(Beginning of Passage to read)

2000s Archive

Staying on Alone

Originally Published January 2008
They were a startling couple. But even today, nearly two years after Edna Lewis's death, Scott Peacock says that she still makes him the man—and the chef—that he is.

Scott Peacock is standing in a stable at the Vogt Riding Academy in Atlanta, talking lovingly about the horses lined up in their stalls. He has a half dozen apples in a Whole Foods bag, and the horses are peering out with interest. “Johnny is a very difficult horse,” he says, holding out an apple to one of them. “He’s bitten me, but it wasn’t bad, just a little bite on my leg.” Johnny snatches the apple, crunching it greedily between his huge teeth. “Isn’t he great? Would you like to feed him?” Thanks, no. “Look how they’re so beautiful. And it’s so peaceful here.” Peacock kisses Johnny on the nose and moves from stall to stall until the apples are gone. I have asked him to show me “his” Atlanta, the places that mean the most to him, and this is where he wanted to start. Peacock is the pride of the culinary South, and he is increasingly known as one of the finest chefs in the country. Watershed, the restaurant in suburban Decatur, Georgia, where he created a home-style menu of southern specialties emphasizing local ingredients, has been a popular and critical sensation since it opened nine years ago, and last year Peacock was named “Best Chef in the Southeast” at the James Beard awards. But the most important touchstone in his life is Edna Lewis, the great African-American chef who died in February 2006 at the age of 89. The two had been a devoted, mutually sustaining couple for years, cooking and traveling together and sharing a home. When she began to weaken and decline, he became her chief caregiver. During the last two years of her life, he spent nearly every hour with her when he wasn’t working; and in emergencies he jettisoned work, too. He was with her on the night she quietly reached the end, and a week later he put his name on the waiting list for riding lessons at Vogt.

(End of Passage to read)
(Beginning of Study material)

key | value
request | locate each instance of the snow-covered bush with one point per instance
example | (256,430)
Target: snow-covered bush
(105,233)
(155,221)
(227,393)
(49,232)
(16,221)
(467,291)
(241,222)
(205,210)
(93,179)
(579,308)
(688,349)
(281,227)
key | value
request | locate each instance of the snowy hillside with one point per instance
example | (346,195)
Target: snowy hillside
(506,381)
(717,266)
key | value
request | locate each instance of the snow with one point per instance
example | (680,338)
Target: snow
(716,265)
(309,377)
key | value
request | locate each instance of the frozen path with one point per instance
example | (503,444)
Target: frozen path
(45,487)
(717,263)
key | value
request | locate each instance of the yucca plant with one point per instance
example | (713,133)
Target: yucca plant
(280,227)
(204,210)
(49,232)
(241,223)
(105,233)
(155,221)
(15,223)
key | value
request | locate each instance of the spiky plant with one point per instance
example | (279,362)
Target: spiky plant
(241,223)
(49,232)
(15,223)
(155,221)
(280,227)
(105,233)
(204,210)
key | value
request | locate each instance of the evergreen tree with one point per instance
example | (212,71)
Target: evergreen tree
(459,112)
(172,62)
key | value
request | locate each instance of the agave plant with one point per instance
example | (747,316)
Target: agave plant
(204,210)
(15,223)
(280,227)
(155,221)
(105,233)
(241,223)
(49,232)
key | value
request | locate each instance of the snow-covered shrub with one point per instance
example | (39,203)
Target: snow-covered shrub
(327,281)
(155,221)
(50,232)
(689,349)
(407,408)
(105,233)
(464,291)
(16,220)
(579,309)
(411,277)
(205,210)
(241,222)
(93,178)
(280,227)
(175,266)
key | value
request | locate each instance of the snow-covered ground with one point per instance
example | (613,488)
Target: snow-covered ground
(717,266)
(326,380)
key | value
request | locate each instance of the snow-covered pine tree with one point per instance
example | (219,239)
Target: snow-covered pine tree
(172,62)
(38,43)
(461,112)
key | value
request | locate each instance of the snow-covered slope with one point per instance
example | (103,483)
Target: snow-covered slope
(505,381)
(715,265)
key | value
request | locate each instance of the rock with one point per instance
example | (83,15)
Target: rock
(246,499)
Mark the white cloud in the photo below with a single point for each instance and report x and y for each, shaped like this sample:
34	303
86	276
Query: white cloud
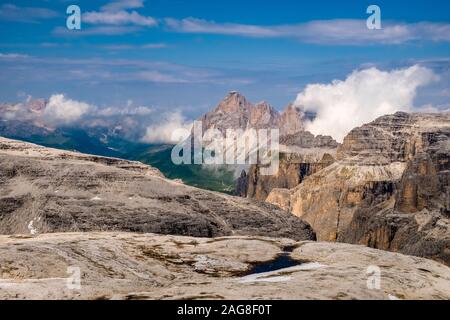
333	32
13	56
123	4
116	13
118	18
361	98
65	111
11	12
163	132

(End of Study material)

_Activity_
Copy the Scott Peacock article between "Originally Published January" and "chef—that he is.", inclusive, substituting "surprising" for "startling". None of the lines above has anything to do with this.

_Solution to the problem_
Originally Published January 2008
They were a surprising couple. But even today, nearly two years after Edna Lewis's death, Scott Peacock says that she still makes him the man—and the chef—that he is.